### Consignes de l'exercice
a. D'après l'extrait sur le procès de Cannes-Torcy, à quelle date l'attentat contre l'épicerie juive de Sarcelles a-t-il eu lieu ?
b. Dans l'extrait sur le procès de Cannes-Torcy, remplacez « Patrick Bailly » par « M. Bailly » et restituez le passage compris entre « Patrick Bailly est » et « de tout cela. », bornes incluses.
c. Poursuivez l'extrait sur le procès de Cannes-Torcy à partir de sa dernière phrase.

### Extrait source
::::

Au procès de la filière djihadiste de Cannes-Torcy, le père de l’un des accusés témoigne de sa souffrance

Accusé de l’attentat contre une épicerie juive de Sarcelles en 2012, Jérémy Bailly encourt la réclusion criminelle à perpétuité. Son père a suivi tout le procès, pour comprendre et pour soutenir son fils. Nous l’avons rencontré avant le verdict rendu ce jeudi.

Il est le père de l’un des principaux accusés du procès de la filière dite de Cannes-Torcy. Son fils, Jérémy Bailly encourt la réclusion criminelle à perpétuité, accusé notamment de l’attentat dirigé contre une épicerie juive de Sarcelles qui avait fait un blessé le 19 septembre 2012. Et il a suivi tout le procès, deux mois d’audience entiers, depuis le jour où il a été appelé à la barre des témoins.
Patrick Bailly est resté à la fois pour comprendre et pour soutenir son fils. Il a accepté cet entretien que nous avons choisi de ne diffuser qu’à la toute fin du procès, le jour où les magistrats professionnels qui composent la Cour d’Assises spéciale de Paris se retireront pour délibérer.

- Qu’avez-vous dit quand vous êtes venu à la barre des témoins ?

A la barre des témoins, j’ai dit ce que je pouvais ressentir, avec la grande appréhension d’être sur place, dans une situation aussi dramatique. J’ai dit que je voulais que mon fils soit jugé pour les faits qu’il a commis, que justice soit faite à ce niveau-là, qu’il soit jugé de bonne manière, et non pas pour des faits qu’il n’a peut-être pas commis et pas par rapport au contexte avec tous les éléments malheureux qui se sont produits depuis 4 ans et demi. J’espère que l’on ne tiendra pas compte de tout cela.

- Vous avez eu un mot pour les victimes...

::::

### Lignes de données

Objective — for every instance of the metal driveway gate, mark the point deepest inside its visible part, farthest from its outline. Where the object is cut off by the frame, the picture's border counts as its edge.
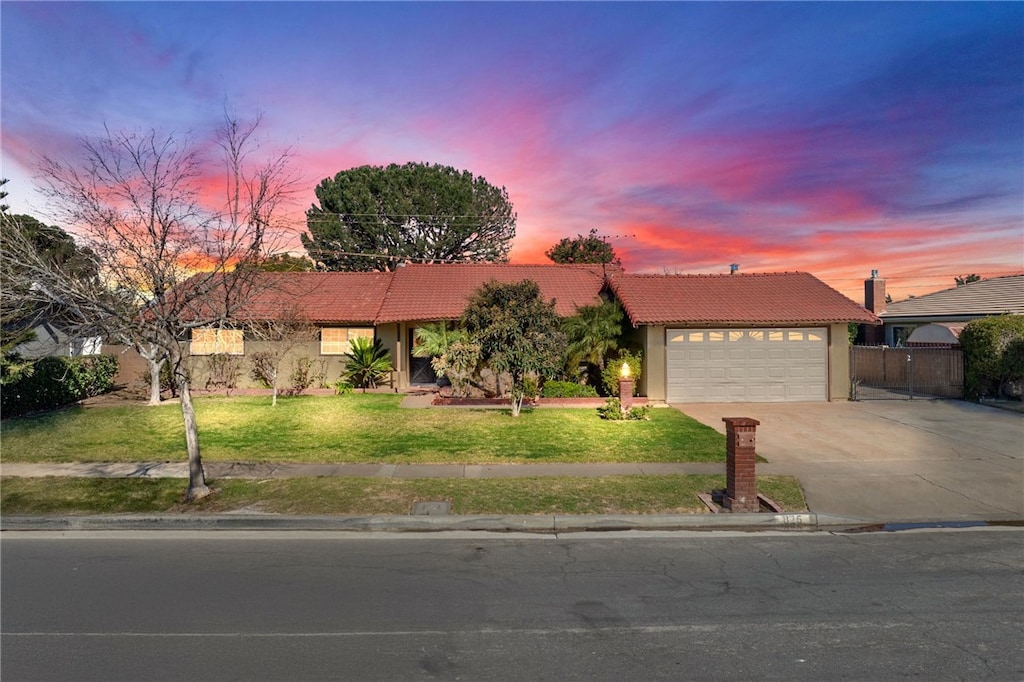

::::

### Résultats des tâches
a. Le 19 septembre 2012.

b.
M. Bailly est resté à la fois pour comprendre et pour soutenir son fils. Il a accepté cet entretien que nous avons choisi de ne diffuser qu’à la toute fin du procès, le jour où les magistrats professionnels qui composent la Cour d’Assises spéciale de Paris se retireront pour délibérer.

- Qu’avez-vous dit quand vous êtes venu à la barre des témoins ?

A la barre des témoins, j’ai dit ce que je pouvais ressentir, avec la grande appréhension d’être sur place, dans une situation aussi dramatique. J’ai dit que je voulais que mon fils soit jugé pour les faits qu’il a commis, que justice soit faite à ce niveau-là, qu’il soit jugé de bonne manière, et non pas pour des faits qu’il n’a peut-être pas commis et pas par rapport au contexte avec tous les éléments malheureux qui se sont produits depuis 4 ans et demi. J’espère que l’on ne tiendra pas compte de tout cela.

c.
Qui ne l’aurait pas eu ? On imagine quelles souffrances peuvent avoir les gens, les parents, les familles. Et même s’il est difficile dans cette situation de se mettre à la place les uns des autres, je compatis complètement à leur douleur.

-Chez vous, en tant que parent d’un accusé, il y a aussi de la souffrance ?

Je pense que l’on peut se considérer quelque part comme victime également, même si cela peut choquer. Quand on a un enfant qui se retrouve dans une situation semblable, on souffre chaque jour, 24 h sur 24. Il faut continuer à vivre et ce n’est pas évident du tout. Nous sommes tombés des nues, sa mère et moi ainsi que toute la famille, tous les voisins, les amis, les gens qui nous connaissaient.

-Vous ne vous êtes pas même rendu compte de sa conversion ?

De la conversion oui, et l’on s’en est un petit peu inquiété. Mais à l’époque, en 2012, il ne s’était pas encore passé grand chose, si ce n’est bien sûr l’affaire Merah.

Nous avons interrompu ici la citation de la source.